__YOUR ASSIGNMENT__. Report each line of the entries below that contains the word "clicks".

==*==

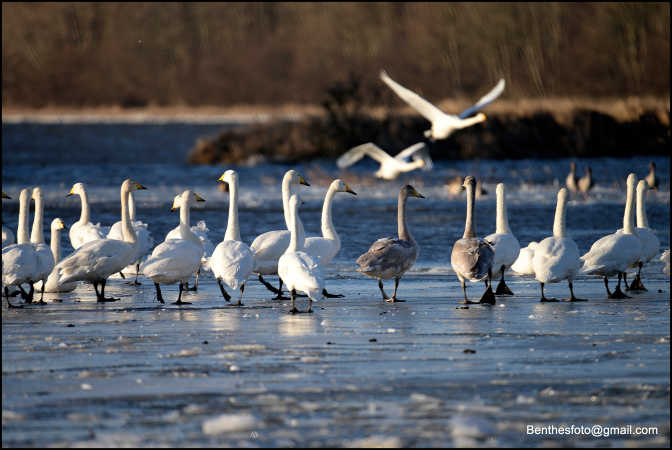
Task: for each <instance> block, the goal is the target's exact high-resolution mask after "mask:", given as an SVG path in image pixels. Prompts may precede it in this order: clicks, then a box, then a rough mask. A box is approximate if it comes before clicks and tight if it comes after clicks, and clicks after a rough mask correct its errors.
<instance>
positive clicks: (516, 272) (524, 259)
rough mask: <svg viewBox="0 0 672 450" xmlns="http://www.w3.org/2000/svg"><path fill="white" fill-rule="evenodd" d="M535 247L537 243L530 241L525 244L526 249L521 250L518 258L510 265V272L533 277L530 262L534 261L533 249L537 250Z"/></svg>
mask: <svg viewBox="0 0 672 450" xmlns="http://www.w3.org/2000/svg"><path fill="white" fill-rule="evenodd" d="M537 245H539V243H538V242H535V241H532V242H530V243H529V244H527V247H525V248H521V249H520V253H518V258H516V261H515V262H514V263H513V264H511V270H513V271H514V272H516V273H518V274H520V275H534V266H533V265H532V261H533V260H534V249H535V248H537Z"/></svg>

==*==

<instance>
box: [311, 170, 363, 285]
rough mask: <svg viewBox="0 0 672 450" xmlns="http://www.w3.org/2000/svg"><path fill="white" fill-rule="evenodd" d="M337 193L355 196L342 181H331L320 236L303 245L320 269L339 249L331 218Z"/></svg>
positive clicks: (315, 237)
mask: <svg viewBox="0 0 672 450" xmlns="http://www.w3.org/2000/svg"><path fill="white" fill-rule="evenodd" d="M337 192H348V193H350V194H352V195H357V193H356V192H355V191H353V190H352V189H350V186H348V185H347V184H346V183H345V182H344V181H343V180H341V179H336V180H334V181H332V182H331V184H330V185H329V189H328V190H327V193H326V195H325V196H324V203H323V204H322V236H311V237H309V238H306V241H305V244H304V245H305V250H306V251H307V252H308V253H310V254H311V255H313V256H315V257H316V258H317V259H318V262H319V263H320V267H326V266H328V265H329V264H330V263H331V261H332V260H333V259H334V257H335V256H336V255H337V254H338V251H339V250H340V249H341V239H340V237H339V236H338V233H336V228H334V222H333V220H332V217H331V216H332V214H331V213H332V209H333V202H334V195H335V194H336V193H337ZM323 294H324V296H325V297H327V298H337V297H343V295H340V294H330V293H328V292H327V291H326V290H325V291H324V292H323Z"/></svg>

==*==

__OUTPUT__.
Task: for each <instance> block, the goal is the target's exact high-resolution mask after "mask:", given as an SVG path in image pixels. Prompts may precede it in this order: clicks, then a box, then a rough mask. A box is approximate if it comes before clicks and tight if it comes after clicks, and clicks after a rough mask correct its errors.
positive clicks: (516, 272) (524, 259)
positive clicks: (315, 237)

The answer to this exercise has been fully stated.